JOB: Locate every line below that contains the word "green", and copy each such line in full.

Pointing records
::::
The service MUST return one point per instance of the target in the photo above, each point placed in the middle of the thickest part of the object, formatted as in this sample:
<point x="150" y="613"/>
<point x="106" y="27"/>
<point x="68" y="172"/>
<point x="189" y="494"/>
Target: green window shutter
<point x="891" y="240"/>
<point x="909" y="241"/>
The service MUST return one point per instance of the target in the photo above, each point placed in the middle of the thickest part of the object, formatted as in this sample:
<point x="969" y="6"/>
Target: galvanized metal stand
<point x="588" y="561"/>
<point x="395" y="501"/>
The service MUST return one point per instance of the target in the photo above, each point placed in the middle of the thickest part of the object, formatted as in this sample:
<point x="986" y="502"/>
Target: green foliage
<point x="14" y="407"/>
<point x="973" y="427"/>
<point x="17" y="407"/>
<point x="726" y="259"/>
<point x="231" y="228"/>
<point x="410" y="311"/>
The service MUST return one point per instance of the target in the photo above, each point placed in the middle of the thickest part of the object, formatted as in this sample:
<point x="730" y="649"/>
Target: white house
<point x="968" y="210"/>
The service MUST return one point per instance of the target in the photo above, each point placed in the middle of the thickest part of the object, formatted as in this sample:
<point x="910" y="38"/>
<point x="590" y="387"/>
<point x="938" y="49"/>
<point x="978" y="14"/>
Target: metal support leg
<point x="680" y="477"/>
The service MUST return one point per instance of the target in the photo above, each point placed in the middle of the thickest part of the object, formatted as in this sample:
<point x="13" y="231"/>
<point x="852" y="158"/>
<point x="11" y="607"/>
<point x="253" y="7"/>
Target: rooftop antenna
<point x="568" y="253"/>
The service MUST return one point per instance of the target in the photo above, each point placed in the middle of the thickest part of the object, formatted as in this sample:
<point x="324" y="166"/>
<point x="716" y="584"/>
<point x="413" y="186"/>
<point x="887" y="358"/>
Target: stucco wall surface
::::
CORRECT RESULT:
Target: green window shutter
Target: green foliage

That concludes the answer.